(SELECTED EXTRACT):
┏━━
Developing expertise in bioinformatics

Data-driven biology is the development of tools and computational approaches to understand the huge volume and diversity of bioscience data. This data includes the genetic blueprints (genomes) of living things and their variations.

This area of research will have a major impact on health, agriculture, and environmental management. It helps researchers to see patterns in huge amounts of behaviour. And helps us to adapt practices and policies in response to these patterns.

COVID-19 is an example of this. Data on the genetic makeup of the virus and on the structure of the viral particle has enabled real-time surveillance, underpinned vaccine development, and informed government health and safety policy.

Analysis of human genome data submitted to public databases shows that not enough people of African and Latin American descent have been included in genomics studies. Greater representation is needed for the development of precision medicine.

A similar scenario is found for biodiversity.
┗━━
Point-per-instance localization records:
┏━━
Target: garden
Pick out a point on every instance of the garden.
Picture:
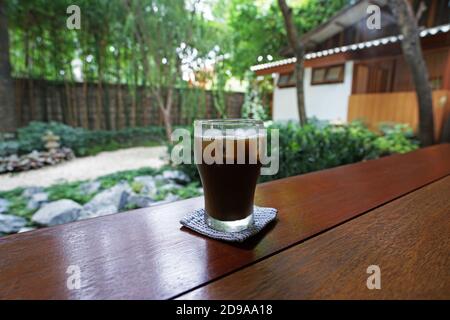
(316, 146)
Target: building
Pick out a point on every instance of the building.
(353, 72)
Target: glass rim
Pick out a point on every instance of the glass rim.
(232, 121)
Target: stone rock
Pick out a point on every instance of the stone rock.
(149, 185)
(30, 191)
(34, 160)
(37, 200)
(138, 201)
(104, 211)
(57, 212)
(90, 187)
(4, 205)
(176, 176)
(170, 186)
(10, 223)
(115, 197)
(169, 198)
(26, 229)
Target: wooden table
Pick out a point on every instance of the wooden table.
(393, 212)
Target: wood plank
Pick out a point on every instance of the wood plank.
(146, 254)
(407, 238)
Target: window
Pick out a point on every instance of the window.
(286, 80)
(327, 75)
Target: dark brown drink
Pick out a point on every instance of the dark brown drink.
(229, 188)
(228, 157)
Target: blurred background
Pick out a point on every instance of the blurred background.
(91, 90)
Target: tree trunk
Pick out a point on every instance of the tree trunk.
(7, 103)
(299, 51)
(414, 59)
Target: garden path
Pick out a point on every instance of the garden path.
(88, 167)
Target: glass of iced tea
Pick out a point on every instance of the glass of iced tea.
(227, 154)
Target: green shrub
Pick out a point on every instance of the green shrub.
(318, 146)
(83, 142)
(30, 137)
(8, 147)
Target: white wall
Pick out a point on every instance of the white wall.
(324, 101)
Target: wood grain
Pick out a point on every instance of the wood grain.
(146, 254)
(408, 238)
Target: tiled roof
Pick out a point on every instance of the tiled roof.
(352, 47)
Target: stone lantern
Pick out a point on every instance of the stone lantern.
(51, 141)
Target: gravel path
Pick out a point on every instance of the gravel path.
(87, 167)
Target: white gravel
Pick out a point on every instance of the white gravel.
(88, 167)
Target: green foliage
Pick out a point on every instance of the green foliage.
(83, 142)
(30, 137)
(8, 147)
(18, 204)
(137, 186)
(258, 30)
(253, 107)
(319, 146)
┗━━
(PROMPT): According to the text on data-driven biology, which groups have been underrepresented in genomics studies? The records are not used in the task.

(RESPONSE AREA): People of African and Latin American descent.